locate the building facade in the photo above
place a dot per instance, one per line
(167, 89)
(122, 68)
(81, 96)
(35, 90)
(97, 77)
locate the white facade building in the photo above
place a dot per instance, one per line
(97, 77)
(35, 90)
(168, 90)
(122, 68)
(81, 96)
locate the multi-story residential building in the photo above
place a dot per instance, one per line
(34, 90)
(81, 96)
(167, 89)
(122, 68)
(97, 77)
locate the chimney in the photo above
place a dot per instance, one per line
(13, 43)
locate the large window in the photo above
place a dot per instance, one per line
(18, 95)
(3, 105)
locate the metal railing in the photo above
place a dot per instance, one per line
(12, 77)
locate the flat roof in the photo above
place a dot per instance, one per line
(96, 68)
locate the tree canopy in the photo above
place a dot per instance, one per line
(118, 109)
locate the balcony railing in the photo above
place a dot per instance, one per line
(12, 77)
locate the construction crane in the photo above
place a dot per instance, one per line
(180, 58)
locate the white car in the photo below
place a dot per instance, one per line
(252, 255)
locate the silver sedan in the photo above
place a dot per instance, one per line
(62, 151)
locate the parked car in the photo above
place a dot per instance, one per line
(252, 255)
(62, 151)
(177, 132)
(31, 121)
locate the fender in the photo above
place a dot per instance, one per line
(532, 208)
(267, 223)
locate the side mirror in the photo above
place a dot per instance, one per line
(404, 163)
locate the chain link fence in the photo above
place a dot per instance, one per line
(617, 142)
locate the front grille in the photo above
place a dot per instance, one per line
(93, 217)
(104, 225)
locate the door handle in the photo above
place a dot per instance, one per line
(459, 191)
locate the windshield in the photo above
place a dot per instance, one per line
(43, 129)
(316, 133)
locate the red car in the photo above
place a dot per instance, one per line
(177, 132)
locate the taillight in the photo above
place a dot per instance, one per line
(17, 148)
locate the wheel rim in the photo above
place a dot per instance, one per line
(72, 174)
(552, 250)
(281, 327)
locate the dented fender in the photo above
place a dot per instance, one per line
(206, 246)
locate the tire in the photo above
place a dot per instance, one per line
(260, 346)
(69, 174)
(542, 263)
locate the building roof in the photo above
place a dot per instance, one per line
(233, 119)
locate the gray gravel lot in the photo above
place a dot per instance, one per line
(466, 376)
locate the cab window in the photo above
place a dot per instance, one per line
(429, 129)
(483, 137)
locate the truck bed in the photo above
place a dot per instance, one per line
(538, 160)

Your task:
The reply should consist solely of the lines above from the one that has "locate the wheel rim in the photo above" through the one that has "locate the building roof in the photo above", reproduced exactly.

Answer:
locate the wheel rim in the photo above
place a dot per instance, one per line
(72, 174)
(552, 250)
(281, 327)
locate the dented fender in the photo above
place a dot per instance, one per line
(206, 246)
locate the tire in the photo above
place a dot per instance, one per line
(260, 346)
(69, 174)
(542, 263)
locate the building roof in the photo above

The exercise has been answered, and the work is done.